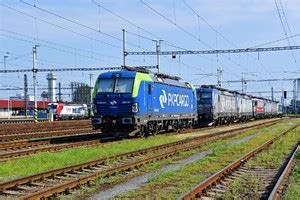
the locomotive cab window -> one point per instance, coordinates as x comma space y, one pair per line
116, 85
149, 89
204, 95
106, 85
123, 85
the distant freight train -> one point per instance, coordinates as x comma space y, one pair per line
63, 111
140, 103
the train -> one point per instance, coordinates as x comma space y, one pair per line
66, 111
221, 106
139, 102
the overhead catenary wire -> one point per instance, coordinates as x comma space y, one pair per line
62, 45
166, 42
218, 32
186, 32
285, 32
78, 23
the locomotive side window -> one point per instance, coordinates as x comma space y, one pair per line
123, 85
106, 85
149, 89
206, 95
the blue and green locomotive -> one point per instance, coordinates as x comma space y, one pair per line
139, 102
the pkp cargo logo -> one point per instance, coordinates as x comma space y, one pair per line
171, 99
163, 99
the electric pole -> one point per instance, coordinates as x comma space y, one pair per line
91, 94
272, 93
220, 76
25, 93
59, 92
34, 71
124, 48
4, 60
158, 43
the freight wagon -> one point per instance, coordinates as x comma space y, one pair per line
216, 105
138, 102
63, 111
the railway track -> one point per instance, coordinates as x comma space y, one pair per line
41, 146
216, 186
47, 134
8, 129
18, 149
278, 188
64, 179
20, 121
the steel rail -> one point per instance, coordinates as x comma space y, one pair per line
46, 134
207, 183
276, 191
48, 148
44, 146
41, 130
37, 127
175, 147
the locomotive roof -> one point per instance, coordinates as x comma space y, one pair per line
231, 91
156, 77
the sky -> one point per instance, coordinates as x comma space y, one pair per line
85, 33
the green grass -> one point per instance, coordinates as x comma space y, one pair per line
51, 160
171, 184
293, 190
272, 158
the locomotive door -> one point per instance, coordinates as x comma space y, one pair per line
149, 99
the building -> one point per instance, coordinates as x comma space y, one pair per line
10, 108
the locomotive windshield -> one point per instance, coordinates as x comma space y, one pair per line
116, 85
204, 95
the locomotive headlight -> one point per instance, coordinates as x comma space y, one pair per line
135, 107
94, 108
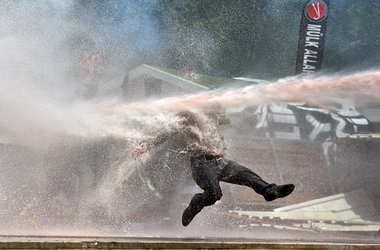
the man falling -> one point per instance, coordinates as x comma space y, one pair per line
197, 138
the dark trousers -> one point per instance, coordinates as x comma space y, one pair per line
207, 171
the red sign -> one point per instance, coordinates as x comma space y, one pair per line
316, 11
89, 66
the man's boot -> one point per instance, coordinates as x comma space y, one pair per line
273, 191
189, 214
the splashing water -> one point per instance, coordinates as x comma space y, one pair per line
363, 88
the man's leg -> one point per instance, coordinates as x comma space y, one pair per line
236, 173
205, 174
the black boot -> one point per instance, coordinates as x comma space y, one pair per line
273, 191
188, 215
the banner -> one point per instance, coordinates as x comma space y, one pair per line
312, 36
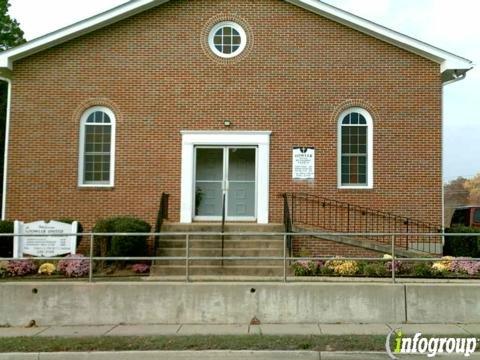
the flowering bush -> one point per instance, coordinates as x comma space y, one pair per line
21, 267
3, 269
444, 265
74, 266
465, 266
47, 269
306, 267
141, 268
343, 267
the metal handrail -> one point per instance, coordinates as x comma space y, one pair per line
161, 216
286, 259
317, 212
224, 200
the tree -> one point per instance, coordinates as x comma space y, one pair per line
456, 193
10, 35
473, 187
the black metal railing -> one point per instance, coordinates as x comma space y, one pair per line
287, 222
161, 216
316, 212
224, 200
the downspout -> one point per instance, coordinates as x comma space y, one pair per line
7, 136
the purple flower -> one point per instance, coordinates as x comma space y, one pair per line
21, 267
141, 268
465, 265
74, 266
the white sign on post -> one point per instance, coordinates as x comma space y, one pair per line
303, 167
44, 244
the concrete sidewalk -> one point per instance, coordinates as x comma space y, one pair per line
239, 329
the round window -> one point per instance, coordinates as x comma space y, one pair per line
227, 39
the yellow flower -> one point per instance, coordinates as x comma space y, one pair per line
444, 265
47, 269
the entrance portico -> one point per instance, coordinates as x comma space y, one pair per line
230, 163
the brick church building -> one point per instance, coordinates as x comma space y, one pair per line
203, 98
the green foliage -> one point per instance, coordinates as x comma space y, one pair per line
6, 243
375, 269
462, 246
422, 270
122, 245
10, 33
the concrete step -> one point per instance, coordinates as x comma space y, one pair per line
245, 252
229, 227
228, 270
228, 244
250, 263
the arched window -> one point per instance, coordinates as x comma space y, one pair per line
97, 147
355, 149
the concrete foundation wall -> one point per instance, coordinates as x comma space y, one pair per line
214, 303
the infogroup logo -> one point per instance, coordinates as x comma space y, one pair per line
430, 347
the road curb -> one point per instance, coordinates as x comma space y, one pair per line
167, 355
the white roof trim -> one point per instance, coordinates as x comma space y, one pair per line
452, 66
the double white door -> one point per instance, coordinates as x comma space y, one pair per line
225, 172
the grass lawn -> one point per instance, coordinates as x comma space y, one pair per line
244, 342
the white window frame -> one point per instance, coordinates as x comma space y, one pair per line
234, 25
370, 164
83, 124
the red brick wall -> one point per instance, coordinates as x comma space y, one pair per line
154, 71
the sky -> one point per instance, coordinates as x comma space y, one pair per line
449, 24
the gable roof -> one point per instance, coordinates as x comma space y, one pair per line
452, 67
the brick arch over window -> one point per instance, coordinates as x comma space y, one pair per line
355, 137
97, 135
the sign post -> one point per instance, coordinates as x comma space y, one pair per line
43, 244
303, 167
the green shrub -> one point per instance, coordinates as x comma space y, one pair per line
6, 243
375, 269
122, 245
462, 246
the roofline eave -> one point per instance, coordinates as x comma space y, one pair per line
447, 61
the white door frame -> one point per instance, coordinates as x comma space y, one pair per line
190, 139
226, 169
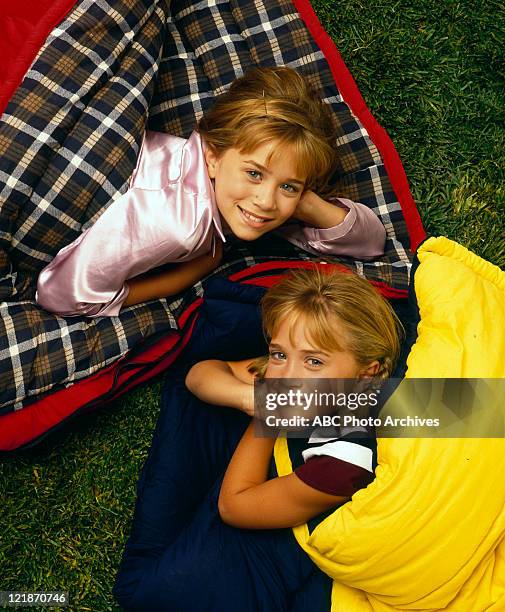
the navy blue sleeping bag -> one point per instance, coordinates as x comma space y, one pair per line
180, 556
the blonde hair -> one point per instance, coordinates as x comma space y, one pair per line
339, 312
274, 104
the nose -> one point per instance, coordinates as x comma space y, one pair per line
264, 198
291, 369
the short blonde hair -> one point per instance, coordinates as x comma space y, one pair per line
339, 312
274, 105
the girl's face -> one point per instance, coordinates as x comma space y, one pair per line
297, 357
255, 194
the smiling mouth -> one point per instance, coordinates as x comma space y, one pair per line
254, 218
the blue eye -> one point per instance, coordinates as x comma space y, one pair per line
313, 362
289, 188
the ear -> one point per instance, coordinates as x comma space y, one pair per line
370, 370
211, 160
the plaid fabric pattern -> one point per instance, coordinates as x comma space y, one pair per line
68, 144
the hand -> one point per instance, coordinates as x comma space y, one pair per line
316, 212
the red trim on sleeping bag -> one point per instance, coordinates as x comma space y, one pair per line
18, 428
271, 280
24, 27
353, 98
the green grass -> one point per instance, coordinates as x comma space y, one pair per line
431, 74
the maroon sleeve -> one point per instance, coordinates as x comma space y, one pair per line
333, 476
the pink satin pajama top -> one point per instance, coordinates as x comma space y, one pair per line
169, 215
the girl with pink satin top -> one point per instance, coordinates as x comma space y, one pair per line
257, 158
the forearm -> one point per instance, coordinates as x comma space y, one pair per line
316, 212
213, 382
162, 284
249, 464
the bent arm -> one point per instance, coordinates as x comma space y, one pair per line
223, 383
342, 227
163, 284
249, 501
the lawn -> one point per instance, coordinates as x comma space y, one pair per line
430, 72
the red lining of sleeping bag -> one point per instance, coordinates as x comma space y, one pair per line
353, 98
23, 426
24, 27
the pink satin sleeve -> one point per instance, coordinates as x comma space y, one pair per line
361, 235
167, 215
88, 276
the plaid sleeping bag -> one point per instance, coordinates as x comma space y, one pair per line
69, 138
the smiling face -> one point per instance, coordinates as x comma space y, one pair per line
256, 191
293, 355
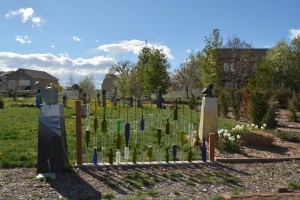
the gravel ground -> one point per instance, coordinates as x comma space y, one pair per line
191, 181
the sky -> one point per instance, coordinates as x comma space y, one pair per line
73, 39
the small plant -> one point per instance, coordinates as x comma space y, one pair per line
152, 192
294, 185
1, 103
108, 196
231, 140
270, 118
190, 183
258, 138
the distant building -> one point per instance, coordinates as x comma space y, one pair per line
108, 84
32, 79
239, 65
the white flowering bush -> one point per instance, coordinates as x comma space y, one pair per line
231, 140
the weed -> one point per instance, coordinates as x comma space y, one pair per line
152, 192
108, 196
218, 197
190, 183
294, 185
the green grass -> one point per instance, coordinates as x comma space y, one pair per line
19, 128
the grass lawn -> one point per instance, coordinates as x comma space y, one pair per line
19, 128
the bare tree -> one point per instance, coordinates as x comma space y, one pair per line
238, 61
188, 76
88, 87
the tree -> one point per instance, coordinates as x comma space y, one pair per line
126, 80
238, 61
152, 70
188, 75
88, 87
279, 68
12, 88
210, 70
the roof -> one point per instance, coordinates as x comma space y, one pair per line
37, 74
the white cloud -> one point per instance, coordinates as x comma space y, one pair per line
133, 46
62, 66
23, 39
26, 14
76, 39
294, 33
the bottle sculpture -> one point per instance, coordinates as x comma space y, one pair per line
127, 134
167, 134
183, 134
111, 133
95, 157
150, 147
103, 130
142, 129
87, 132
204, 158
175, 132
191, 137
158, 156
135, 123
118, 154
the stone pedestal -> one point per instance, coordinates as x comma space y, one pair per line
52, 144
209, 117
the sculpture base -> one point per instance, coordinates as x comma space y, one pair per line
209, 117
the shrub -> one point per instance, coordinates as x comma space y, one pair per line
1, 103
258, 138
235, 99
293, 108
223, 106
270, 118
282, 95
258, 107
230, 140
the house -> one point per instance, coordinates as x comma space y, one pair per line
238, 65
32, 79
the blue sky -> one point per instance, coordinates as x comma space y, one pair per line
83, 38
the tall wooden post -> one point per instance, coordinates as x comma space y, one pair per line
78, 132
212, 139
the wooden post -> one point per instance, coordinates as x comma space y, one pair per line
212, 139
78, 132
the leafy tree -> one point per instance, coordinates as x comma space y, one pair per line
280, 68
210, 70
188, 75
127, 83
238, 59
152, 69
88, 87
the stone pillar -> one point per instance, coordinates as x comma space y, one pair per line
209, 117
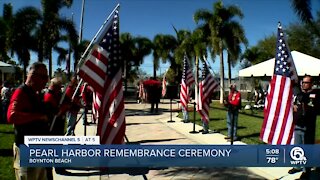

● ● ●

• _任务要求_:
列出上面记录中所有含有字符串“pink”的行。匹配时区分大小写。

• _参考答案_:
the pink satin pajama top -> one point per instance, coordinates as x comma space y, one pair per line
the girl with pink satin top -> one point per instance, coordinates as x comma space y, one pair per line
the pink satin sleeve -> one point per instance, coordinates as x comma space y, one pair per line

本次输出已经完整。